Your objective ->
Answer these questions from the Zika vaccine article below.
1. How much was the government grant Excivion received?
2. Which US pharma firm is Excivion working with to deliver the vaccine?
3. Where were there outbreaks before Zika emerged in Florida?

(Beginning of Excerpted text)

Two mosquitos in close-up
Two mosquitos in close-up

New hope in fight to beat Zika virus

A Cambridge company is set to play a major part in helping to produce the world’s first vaccine aimed at stopping the rise of the Zika virus.

Excivion, a company with just two staff, is teaming-up with an American company after receiving a £500,000 grant from the government to help with its work on the vaccine.

Excivion contracts around 30 scientists across the globe and will work with US pharma firm Xenetic Biosciences to deliver the vaccine.

They are working on technology that will increase the strength of the vaccine and put an end to refrigeration storage.

That would allow the drug to be stockpiled in case of a severe outbreak. The race to find a vaccine for the disease has been sparked by the first reported cases of the virus in America.

Peter Laing, CEO of Excivion, said: “Xenetic’s delivery platform provides simultaneously a prime and boost effect with a single shot of vaccine. This remarkable feature is ideal for our purpose, because the Zika vaccine is required to stimulate strong and long-lasting immune responses.

“We are grateful for the generous support and validation of the UK Government who are funding this work via a contract under the Small Business Research Initiative (SBRI) from the UK’s innovation agency, Innovate UK.”

The funding is part of £10m Department of Health investment with the aim of developing vaccines for infectious diseases and technology.

Excivion’s Chief Executive Peter Laing, who has worked in the sector fo more than two decades, admitted that interest in the jab had sparked research offers from private funding as well.

Scott Maguire, CEO of Xenetic, added: “We are very pleased to be working with Excivion to develop this important vaccine that will be designed to address these serious pandemic diseases that have spread worldwide.

“There is a growing sense of urgency for a solution since the unexpected emergence of Zika in Florida, which now represents a real and immediate threat in the United States.”

The ultimate plan for Excivion is to license the Zika vaccine as early as possible to a mainstream company that could commit to getting it delivered.

Currently, there is no approved drugs or vaccines for Zika, because it has not been widely examined, and while some early research noted that the virus could infect brain cells, the connection between Zika and microcephaly—a severe neurological birth defect, is relatively new.

Even now, many people who get infected will never know it, and if they start showing signs of infection, such as a rash, red eyes, fever or joint pain, doctors have little to offer other than advice to stay hydrated or take Tylenol as needed.

The emergence of Zika in Florida followed on from outbreaks across Brazil.

(End of Excerpted text)
(Beginning of Records provided)

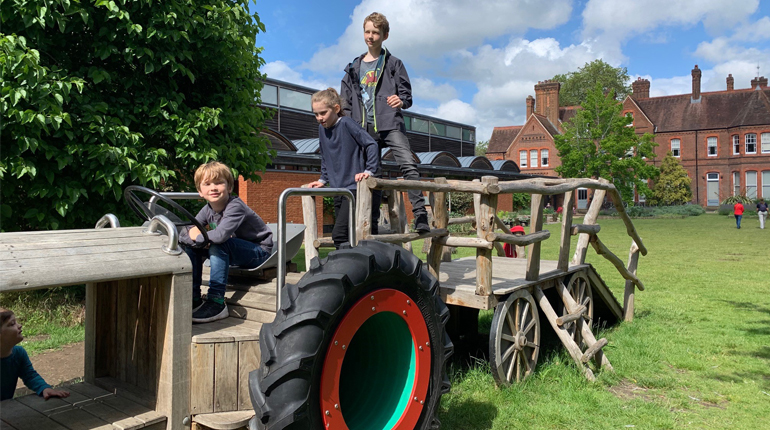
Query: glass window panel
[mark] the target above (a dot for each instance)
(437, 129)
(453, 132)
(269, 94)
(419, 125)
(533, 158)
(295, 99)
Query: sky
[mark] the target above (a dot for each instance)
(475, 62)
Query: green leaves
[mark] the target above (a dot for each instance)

(End of Records provided)
(Beginning of Records provided)

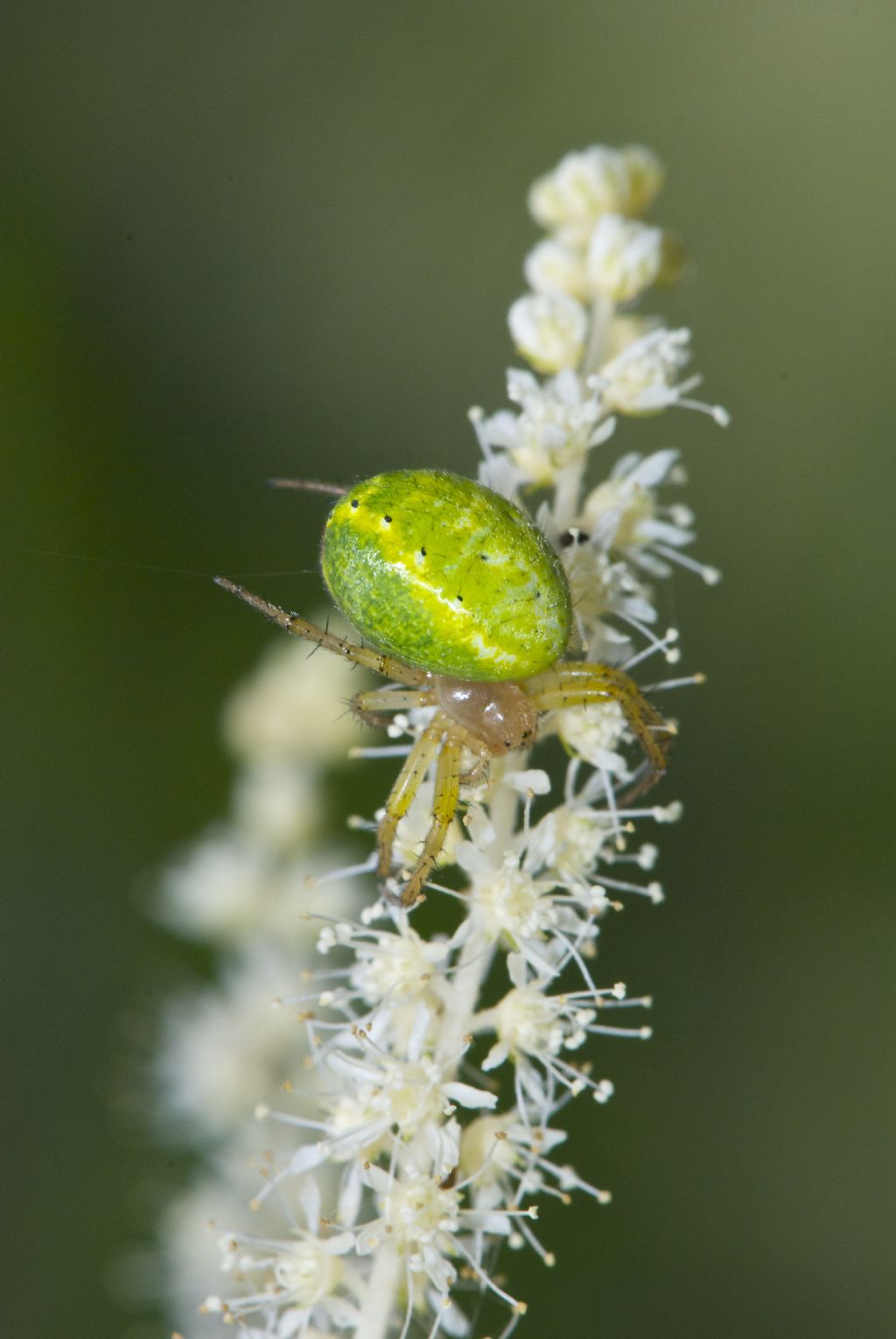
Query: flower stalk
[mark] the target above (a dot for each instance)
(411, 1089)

(End of Records provided)
(Beginning of Records provided)

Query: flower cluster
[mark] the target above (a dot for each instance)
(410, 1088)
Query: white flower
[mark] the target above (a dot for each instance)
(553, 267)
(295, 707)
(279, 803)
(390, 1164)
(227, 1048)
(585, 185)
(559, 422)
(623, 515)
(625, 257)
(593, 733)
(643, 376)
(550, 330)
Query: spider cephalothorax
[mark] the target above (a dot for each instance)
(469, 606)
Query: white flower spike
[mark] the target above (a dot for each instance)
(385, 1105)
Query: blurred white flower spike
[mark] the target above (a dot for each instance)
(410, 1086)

(End of Records provided)

Output for this task ->
1. £500,000
2. Xenetic Biosciences
3. Across Brazil